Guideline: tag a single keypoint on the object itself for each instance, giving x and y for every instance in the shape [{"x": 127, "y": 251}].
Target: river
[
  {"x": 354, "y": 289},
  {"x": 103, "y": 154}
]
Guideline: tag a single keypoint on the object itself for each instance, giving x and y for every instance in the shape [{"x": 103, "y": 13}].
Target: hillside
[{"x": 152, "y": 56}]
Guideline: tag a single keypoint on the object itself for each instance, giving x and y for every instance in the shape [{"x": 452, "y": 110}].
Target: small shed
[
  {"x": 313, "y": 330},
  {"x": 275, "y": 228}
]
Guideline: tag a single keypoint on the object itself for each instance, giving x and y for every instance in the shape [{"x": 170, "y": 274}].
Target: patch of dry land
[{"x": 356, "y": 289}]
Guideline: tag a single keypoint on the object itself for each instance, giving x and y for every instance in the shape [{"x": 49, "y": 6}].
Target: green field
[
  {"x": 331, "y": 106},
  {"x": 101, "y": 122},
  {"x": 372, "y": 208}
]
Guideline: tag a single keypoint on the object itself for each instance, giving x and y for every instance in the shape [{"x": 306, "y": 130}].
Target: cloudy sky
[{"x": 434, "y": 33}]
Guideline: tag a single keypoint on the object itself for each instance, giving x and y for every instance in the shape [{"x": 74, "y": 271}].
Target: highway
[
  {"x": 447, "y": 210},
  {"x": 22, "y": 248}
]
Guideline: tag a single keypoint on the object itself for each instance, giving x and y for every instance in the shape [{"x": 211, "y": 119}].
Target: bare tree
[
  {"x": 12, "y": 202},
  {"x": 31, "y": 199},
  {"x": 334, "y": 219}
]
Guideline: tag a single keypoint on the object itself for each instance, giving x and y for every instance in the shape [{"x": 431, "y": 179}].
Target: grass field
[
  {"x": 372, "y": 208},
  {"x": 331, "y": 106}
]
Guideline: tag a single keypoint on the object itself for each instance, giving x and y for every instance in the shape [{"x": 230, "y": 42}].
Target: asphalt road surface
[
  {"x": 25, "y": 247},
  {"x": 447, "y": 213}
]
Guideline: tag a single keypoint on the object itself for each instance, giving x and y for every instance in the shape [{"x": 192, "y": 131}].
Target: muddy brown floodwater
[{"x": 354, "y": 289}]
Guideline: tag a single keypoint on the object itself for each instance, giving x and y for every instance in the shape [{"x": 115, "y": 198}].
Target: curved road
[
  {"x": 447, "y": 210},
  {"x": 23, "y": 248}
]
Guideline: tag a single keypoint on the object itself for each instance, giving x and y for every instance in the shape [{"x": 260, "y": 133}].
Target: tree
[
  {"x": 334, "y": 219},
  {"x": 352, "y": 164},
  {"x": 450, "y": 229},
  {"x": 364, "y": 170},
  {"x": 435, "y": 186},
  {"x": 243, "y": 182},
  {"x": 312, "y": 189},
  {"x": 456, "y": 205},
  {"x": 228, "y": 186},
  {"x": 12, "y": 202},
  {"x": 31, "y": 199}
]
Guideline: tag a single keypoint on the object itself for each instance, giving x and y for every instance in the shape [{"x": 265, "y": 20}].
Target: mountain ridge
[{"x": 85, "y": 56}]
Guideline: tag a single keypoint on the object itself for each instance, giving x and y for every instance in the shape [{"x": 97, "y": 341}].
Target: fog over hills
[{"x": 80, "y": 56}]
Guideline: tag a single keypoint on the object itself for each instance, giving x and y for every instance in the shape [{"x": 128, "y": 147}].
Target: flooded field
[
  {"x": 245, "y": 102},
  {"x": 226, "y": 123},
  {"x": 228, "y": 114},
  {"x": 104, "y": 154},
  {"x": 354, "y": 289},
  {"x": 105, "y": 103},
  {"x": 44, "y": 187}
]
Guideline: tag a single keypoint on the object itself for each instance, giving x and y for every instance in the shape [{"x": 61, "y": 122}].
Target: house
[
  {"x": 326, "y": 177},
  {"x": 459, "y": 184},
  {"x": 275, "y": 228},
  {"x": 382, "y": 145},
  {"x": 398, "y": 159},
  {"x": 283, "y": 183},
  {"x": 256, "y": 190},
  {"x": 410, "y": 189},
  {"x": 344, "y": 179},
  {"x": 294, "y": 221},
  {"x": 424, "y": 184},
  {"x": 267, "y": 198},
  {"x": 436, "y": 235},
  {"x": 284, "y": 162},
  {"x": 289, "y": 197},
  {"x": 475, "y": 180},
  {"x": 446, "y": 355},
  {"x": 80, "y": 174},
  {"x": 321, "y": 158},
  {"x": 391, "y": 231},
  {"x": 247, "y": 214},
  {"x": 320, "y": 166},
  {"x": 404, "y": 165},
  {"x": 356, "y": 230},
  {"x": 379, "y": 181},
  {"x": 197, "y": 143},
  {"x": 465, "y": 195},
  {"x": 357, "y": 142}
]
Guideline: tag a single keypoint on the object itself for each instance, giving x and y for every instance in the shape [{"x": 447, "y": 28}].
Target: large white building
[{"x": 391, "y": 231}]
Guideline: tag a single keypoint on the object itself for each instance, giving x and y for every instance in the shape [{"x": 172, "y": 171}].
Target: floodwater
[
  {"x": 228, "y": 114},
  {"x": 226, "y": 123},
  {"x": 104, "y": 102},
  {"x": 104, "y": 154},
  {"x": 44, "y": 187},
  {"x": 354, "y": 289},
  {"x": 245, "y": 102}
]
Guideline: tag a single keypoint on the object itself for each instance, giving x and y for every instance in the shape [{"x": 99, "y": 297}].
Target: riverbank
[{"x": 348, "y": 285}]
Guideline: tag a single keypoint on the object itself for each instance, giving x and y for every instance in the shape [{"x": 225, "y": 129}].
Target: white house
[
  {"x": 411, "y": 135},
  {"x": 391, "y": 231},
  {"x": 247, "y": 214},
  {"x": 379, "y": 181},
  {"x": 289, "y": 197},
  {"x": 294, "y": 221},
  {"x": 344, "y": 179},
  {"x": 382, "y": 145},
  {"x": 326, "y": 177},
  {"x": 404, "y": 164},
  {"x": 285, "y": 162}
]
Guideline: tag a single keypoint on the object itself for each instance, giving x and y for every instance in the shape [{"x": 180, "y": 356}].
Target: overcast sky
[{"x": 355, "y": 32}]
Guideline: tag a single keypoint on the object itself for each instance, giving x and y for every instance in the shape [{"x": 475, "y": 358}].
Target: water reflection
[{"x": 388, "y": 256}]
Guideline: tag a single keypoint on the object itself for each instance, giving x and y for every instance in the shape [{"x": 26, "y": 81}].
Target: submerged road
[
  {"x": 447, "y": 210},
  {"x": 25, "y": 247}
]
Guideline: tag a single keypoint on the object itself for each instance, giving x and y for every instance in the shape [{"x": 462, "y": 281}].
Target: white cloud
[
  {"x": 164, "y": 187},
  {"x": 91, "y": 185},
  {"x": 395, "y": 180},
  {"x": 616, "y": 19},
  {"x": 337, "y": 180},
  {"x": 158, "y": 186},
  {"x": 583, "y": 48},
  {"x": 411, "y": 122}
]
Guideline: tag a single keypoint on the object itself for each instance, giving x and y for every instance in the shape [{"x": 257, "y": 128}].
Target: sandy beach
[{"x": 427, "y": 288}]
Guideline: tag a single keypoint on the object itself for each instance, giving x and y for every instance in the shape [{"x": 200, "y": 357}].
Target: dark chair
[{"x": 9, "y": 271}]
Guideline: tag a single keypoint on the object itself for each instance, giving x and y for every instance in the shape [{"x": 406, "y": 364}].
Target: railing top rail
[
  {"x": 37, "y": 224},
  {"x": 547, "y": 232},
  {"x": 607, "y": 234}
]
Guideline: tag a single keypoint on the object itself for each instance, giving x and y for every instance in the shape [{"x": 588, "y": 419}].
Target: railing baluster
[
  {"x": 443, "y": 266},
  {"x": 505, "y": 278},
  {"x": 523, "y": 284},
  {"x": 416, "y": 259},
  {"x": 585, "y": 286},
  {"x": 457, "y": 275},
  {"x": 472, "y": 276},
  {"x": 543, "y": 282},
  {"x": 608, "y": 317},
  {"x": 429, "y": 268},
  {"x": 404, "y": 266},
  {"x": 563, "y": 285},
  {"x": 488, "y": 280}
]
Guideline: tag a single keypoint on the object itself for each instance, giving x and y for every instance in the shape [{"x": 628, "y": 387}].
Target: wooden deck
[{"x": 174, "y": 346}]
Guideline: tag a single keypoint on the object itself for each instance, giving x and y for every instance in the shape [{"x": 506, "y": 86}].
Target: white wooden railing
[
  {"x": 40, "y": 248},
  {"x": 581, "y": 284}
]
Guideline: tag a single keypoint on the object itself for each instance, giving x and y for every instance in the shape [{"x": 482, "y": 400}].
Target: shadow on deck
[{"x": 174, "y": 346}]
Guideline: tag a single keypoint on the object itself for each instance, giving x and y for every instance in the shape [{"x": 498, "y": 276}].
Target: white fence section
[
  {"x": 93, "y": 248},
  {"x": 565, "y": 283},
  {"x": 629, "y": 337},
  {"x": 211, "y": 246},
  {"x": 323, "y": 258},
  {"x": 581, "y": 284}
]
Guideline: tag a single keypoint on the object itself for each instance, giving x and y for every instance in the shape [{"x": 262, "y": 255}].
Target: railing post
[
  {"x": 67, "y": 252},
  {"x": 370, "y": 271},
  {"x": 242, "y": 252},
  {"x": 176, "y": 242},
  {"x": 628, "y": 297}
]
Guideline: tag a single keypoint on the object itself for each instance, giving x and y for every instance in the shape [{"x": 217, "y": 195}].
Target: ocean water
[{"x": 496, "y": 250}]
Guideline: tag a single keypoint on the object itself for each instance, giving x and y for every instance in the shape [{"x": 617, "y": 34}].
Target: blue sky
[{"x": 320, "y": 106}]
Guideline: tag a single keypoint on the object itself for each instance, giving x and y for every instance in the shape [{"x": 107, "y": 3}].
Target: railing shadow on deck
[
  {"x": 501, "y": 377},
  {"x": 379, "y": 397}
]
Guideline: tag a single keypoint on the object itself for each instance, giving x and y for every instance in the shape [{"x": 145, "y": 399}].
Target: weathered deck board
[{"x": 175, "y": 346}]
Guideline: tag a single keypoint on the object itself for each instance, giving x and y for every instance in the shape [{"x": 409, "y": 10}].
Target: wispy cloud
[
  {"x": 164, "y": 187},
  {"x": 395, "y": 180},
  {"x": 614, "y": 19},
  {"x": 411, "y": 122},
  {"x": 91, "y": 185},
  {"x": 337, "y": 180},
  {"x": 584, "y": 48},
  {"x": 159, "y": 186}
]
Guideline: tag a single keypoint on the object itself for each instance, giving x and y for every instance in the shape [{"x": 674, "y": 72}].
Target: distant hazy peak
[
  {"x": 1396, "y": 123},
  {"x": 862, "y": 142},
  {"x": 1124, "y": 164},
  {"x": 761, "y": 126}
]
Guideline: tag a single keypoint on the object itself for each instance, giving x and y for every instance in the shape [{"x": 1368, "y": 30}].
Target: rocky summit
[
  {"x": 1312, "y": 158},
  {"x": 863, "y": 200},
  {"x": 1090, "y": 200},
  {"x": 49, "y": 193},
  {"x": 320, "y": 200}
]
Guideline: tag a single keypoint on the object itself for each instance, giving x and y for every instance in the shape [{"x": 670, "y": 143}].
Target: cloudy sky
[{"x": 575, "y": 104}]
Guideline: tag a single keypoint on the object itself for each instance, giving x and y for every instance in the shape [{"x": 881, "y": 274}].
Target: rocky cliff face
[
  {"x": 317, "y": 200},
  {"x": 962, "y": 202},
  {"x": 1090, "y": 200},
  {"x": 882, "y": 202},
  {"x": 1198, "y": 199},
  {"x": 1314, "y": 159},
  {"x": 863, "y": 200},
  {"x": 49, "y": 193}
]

· · · ·

Pick out each line of the rows above that contains the string "shadow", matching case exactly, and copy those lines.

Target: shadow on deck
Target: railing shadow on deck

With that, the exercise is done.